═════ Entries supplied ═════

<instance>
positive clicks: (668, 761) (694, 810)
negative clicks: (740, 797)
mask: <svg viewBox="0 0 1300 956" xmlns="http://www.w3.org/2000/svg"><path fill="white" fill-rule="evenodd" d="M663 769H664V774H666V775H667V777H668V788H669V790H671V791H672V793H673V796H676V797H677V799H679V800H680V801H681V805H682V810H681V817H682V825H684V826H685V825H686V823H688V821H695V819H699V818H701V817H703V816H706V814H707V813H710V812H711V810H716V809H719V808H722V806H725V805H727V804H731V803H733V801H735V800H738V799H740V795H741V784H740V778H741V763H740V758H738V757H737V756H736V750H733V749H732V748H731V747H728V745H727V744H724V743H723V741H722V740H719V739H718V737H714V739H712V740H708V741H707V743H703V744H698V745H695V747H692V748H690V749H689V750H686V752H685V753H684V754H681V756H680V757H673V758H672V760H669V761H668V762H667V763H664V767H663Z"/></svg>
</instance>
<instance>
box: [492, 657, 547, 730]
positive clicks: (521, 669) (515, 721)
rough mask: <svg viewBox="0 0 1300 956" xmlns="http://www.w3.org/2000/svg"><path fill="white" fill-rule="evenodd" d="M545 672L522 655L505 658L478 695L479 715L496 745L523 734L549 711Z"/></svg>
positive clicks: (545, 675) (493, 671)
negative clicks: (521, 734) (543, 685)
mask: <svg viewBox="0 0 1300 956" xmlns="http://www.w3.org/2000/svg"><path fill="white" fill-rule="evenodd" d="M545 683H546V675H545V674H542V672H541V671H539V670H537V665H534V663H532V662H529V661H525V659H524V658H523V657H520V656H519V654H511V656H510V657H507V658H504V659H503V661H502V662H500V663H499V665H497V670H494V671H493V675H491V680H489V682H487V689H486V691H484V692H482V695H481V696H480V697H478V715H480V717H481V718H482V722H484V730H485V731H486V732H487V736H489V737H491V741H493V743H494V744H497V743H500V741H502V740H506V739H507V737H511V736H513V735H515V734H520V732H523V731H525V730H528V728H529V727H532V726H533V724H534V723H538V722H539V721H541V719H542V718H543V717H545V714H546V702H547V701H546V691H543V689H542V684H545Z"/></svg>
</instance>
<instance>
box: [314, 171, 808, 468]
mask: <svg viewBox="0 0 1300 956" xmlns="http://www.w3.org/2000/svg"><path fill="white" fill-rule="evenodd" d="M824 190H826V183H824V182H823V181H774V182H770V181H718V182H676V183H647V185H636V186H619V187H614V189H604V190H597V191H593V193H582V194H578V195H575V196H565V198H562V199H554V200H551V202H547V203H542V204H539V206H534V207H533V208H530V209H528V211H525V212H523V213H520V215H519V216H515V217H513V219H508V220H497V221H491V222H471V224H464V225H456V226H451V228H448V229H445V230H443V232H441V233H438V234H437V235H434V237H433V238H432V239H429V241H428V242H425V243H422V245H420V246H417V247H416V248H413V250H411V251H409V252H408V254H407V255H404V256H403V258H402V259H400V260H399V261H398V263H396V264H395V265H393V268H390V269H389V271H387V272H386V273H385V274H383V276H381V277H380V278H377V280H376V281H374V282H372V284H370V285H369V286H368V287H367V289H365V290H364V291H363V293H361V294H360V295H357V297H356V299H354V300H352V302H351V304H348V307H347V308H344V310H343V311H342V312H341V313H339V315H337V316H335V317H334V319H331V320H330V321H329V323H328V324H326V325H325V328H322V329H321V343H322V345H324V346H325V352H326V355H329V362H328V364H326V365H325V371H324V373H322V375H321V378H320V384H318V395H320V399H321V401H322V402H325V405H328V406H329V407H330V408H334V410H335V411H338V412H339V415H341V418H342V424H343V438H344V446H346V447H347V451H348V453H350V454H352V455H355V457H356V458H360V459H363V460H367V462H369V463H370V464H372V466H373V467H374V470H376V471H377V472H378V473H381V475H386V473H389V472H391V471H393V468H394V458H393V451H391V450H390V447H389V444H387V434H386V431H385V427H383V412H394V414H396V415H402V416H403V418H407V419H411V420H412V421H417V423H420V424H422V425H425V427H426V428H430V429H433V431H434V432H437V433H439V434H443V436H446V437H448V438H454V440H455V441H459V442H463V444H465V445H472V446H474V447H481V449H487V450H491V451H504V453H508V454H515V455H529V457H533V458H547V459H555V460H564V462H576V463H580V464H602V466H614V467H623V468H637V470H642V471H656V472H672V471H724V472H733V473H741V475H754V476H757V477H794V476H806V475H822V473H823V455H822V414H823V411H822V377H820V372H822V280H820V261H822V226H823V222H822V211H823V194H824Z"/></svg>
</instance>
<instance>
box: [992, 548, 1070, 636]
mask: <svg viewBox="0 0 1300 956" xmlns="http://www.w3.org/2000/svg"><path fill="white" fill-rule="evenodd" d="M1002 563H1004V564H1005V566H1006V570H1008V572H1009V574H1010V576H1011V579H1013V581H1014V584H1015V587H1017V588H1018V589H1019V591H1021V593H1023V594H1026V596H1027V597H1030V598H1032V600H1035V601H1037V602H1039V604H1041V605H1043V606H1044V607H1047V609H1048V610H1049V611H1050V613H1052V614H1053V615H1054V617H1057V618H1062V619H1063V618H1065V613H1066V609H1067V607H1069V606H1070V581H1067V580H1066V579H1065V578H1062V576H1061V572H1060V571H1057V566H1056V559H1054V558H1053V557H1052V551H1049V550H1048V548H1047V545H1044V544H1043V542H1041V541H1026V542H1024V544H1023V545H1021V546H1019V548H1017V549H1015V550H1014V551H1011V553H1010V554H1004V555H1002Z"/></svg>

═════

_What you need to do_:
Return every line of the material above that contains the string "negative".

_Your solution_:
negative clicks: (740, 797)
negative clicks: (521, 734) (543, 685)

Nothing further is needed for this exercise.